▶ Passage shown:
►

The rise of the welfare state has also resulted in an array of services that are fundamentally conceived as entitlements of citizenship, even when this language is not itself used. Citizenship entitlements create a second arena, beyond the special and usually temporary circumstances of war-induced scarcity, when the consensus in support of market-based rationing systems is breached, at however minimal a level, there is a presumption of access as a right, rather than depending on the resources to command supply in the marketplace. The scope of such ‘welfare citizenship’ varies across nations, but across the world of capitalist democracy some form of health care is universally accepted as a citizenship entitlement, thus putting it outside the domain of market rationing. That is true even in the most ‘marketized’ system, the United States: this is the significance of Medicaid, which is intended as a safety net, albeit a most rudimentary one, for the very poorest. The extent to which health care is conceived in terms of a citizenship entitlement sets a limit to the extent to which rationing can be accomplished on the supply side by imposing new charges (although all the systems that have been considered in this chapter do employ some charges). A consensus supporting charges seems to be achievable only by picturing them as a demand-side solution to the problem of countering moral hazard among patients/consumers of free goods, or by creating a distinction between a ‘core’ and a ‘periphery’ of health services. The latter explains the popularity in so many different jurisdictions of the search for a ‘basket’ of basic services.

◄

(Stored data entries)

►

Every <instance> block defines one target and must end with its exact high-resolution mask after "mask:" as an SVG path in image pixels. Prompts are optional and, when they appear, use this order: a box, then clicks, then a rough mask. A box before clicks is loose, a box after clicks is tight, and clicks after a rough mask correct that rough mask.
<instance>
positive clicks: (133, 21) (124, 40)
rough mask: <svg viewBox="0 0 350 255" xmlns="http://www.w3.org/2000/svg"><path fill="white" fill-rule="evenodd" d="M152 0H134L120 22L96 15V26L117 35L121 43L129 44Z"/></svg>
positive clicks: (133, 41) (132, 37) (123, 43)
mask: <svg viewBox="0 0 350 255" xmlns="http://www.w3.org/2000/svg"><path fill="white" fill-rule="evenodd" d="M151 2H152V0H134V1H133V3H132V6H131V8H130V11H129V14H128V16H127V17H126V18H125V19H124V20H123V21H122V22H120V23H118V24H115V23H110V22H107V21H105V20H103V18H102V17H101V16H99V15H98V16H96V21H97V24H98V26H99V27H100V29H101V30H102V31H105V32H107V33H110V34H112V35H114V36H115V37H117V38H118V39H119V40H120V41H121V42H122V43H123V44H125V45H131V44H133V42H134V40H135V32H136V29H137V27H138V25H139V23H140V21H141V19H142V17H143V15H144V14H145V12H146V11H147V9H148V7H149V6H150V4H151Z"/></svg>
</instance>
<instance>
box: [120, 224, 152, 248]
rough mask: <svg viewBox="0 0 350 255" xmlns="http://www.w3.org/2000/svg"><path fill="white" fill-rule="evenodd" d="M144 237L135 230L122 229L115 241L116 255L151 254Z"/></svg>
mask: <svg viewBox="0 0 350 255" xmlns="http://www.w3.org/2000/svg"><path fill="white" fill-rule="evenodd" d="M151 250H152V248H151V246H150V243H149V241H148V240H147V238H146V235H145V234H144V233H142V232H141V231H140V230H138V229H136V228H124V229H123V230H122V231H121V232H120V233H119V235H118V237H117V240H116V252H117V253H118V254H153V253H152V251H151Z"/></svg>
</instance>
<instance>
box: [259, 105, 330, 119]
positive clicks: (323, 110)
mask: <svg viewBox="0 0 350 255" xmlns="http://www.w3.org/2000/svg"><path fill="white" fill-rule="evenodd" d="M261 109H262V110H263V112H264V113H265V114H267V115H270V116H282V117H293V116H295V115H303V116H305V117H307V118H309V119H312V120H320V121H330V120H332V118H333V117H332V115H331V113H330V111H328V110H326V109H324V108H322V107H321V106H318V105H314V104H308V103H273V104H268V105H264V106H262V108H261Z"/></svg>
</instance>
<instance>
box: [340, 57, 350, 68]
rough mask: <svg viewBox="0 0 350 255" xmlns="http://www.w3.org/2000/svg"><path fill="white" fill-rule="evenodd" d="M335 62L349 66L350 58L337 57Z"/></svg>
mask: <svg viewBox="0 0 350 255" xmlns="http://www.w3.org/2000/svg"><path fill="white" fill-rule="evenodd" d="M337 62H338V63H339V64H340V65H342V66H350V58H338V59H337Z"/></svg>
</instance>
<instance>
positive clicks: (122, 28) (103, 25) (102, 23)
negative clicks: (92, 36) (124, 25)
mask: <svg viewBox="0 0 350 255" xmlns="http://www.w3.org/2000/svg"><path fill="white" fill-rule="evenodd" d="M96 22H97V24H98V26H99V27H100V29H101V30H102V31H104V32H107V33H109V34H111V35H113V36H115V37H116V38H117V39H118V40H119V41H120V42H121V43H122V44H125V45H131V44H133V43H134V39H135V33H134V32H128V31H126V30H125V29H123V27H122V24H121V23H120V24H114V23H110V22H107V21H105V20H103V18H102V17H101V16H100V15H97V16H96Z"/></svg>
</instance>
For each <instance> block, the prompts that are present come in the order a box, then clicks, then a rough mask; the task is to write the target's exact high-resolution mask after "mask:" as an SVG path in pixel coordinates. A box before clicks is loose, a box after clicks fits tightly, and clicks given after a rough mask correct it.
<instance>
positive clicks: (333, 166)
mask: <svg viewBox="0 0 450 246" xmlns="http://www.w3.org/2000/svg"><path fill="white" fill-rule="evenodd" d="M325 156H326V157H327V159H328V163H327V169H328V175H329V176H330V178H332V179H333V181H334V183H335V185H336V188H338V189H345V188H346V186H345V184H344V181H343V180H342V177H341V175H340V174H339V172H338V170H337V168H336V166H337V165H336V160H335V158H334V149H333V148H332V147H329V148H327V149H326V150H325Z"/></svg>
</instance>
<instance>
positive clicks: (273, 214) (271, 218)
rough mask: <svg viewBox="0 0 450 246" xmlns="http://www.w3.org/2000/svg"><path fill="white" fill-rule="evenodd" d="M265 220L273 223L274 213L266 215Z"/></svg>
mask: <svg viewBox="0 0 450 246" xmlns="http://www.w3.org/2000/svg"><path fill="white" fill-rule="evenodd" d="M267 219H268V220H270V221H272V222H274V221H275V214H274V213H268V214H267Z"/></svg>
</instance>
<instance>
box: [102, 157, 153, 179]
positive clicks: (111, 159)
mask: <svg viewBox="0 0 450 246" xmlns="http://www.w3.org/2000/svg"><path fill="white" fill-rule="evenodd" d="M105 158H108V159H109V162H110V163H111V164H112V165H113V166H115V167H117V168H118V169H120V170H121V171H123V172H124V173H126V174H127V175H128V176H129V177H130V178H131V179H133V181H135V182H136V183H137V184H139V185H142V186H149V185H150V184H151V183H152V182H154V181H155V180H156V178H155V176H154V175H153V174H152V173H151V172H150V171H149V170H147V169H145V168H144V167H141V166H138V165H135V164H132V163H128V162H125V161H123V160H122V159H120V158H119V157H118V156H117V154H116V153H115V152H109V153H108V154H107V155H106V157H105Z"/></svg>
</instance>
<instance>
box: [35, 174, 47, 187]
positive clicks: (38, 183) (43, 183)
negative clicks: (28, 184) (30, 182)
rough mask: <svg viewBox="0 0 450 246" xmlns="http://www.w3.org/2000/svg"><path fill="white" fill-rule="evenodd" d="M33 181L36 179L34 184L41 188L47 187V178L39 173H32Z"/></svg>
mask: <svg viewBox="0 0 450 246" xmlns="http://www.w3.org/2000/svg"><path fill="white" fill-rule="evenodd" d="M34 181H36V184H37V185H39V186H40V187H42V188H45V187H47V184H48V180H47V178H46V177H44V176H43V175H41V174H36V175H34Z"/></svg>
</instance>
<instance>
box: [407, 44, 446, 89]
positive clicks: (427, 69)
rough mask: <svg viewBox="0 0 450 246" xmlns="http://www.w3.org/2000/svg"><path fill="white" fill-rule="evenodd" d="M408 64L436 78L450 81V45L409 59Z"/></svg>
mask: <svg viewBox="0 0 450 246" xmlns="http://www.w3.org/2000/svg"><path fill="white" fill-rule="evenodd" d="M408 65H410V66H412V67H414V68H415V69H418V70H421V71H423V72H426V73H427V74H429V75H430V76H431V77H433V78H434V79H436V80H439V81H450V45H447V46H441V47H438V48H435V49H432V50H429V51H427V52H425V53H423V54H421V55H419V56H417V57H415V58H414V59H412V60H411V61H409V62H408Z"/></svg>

◄

▶ Work instruction A: In the passage on welfare citizenship and health care, what does it say Medicaid is intended to be?
▶ Work instruction B: Please carry on the passage about health care as a citizenship entitlement, starting right after its last sentence.

▶ Expected answer A: A safety net, albeit a most rudimentary one, for the very poorest.

▶ Expected answer B:
The problem of health-care rationing was eased historically by a particular conjunction; the rise of health-care citizenship entitlements was accompanied, or even preceded, by the development of medical professions with substantial authority. This allowed states to shift the rationing process to the sphere of professional competence, that is, to rely on implicit rationing. A combination of political, cultural, and economic changes has both damaged the authority of doctors as arbiters of resource allocation and fractured the compact with states and other third-party payers on which the delegation of the rationing task rested. In general, economic growth has been uncertain. Because government expenditure is an important component of health expenditure, the widespread acceptance by governments of the principles (if not the precise prescriptions) of monetarism and supply-side economics, both macroeconomic paradigms hostile to deficit financing (as inflationary or simply as ‘bad housekeeping’) and high taxation levels, has entailed a need to restrict supply. In systems where employer contributions (via terms and conditions of employment) are an important source of health-care funds, higher industrial costs are seen as affecting competitiveness.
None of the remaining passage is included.